**SCHRIFTLICHE AUFGABE A:**
Gib bitte den Abschnitt der Zeilen, der mit der Zeile beginnt, die "# test: identify one keypoint per instance of the brown" enthält, und bis zum Ende der Zeilen reicht, als nummerierte Liste wieder, beide Enden eingeschlossen. Leerzeilen lässt du weg.

**VORLIEGENDER TEXTAUSZUG:**
════════════════════
Wer soll das alles bezahlen?

Die Bildungsausgaben sind in Deutschland weiter relativ gering

HLZ März/April 2023

Deutschland gibt – gemessen an seiner Wirtschaftsleistung, dem Bruttoinlandsprodukt (BIP) – im internationalen Vergleich relativ wenig Geld für Bildung aus. Die entsprechenden Vergleichszahlen können der aktuellen OECD-Datenbank entnommen werden: Danach betragen die Ausgaben von den Kitas bis zu den Hochschulen (ohne Ausgaben für Forschung) 4,9 Prozent und liegen damit unter dem OECD-Durchschnitt von 5,3 Prozent. Um etwa mit Großbritannien (6,1 Prozent) gleichzuziehen, müssten die deutschen Bildungsausgaben um 45 Milliarden Euro steigen. Wollte Deutschland gar den Spitzenwert von Norwegen (7,9 Prozent) erreichen, dann wären Mehrausgaben in Höhe von gut 120 Milliarden Euro (!) erforderlich.
════════════════════
**VORLIEGENDE EINTRÄGE:**
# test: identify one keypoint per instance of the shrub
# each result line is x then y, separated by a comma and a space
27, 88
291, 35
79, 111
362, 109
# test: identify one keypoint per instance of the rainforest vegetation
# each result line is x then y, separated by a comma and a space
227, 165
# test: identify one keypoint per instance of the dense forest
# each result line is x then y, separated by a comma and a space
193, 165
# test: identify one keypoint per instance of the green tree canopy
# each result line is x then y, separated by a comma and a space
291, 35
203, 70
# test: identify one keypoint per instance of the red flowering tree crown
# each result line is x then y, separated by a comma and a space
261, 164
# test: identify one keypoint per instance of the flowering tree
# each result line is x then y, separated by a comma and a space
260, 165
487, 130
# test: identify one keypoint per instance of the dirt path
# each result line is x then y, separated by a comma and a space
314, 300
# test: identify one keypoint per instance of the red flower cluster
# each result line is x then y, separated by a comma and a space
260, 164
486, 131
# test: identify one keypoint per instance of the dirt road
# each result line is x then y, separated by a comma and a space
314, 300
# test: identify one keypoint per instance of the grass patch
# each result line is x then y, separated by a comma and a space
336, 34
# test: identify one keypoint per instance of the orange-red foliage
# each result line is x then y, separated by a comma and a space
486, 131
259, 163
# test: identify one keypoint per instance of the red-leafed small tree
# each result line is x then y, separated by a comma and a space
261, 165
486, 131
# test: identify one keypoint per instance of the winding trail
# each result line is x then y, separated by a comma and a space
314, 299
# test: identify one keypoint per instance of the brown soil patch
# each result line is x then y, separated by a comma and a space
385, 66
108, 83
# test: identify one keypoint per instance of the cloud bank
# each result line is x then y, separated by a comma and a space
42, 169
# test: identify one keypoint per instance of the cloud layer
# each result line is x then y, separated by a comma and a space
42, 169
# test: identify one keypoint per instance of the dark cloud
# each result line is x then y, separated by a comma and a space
════════════════════
**SCHRIFTLICHE AUFGABE B:**
Führe den Text über die deutschen Bildungsausgaben im internationalen Vergleich im Anschluss an seinen letzten Satz weiter.

**ERGEBNIS A:**
1. # test: identify one keypoint per instance of the brown soil patch
2. # each result line is x then y, separated by a comma and a space
3. 385, 66
4. 108, 83
5. # test: identify one keypoint per instance of the cloud bank
6. # each result line is x then y, separated by a comma and a space
7. 42, 169
8. # test: identify one keypoint per instance of the cloud layer
9. # each result line is x then y, separated by a comma and a space
10. 42, 169
11. # test: identify one keypoint per instance of the dark cloud
12. # each result line is x then y, separated by a comma and a space

**ERGEBNIS B:**
Die relativ geringen Bildungsausgaben Deutschlands korrespondieren mit erheblichen Mängeln: Es fehlen Erzieherinnen und Erzieher in den Kitas und Lehrkräfte an den Schulen, und auch an den Hochschulen sind die Personalschlüssel zu gering bemessen. Zudem besteht bei der Bildungsinfrastruktur ein erheblicher Investitionsstau. So weist das aktuelle KfW-Kommunalpanel im Schulbereich einen Investitionsrückstand von 45,6 Milliarden Euro aus, bei den Kitas von 10,6 Milliarden.

Die Politik steckt den Kopf in den Sand

Obwohl der Fachkräftemangel und der Investitionsstau im deutschen Bildungssystem nicht zu leugnen sind, werden diese häufig ignoriert oder kleingeredet. Selbst eine genaue Bestandsaufnahme der Mängel, etwa die detaillierte Erhebung des Investitionsstaus im hessischen Schulbereich, wird von der Landesregierung seit Jahren verweigert. Die Vorschläge zur Beseitigung oder Linderung von Problemen erweisen sich unter Umständen sogar als kontraproduktiv.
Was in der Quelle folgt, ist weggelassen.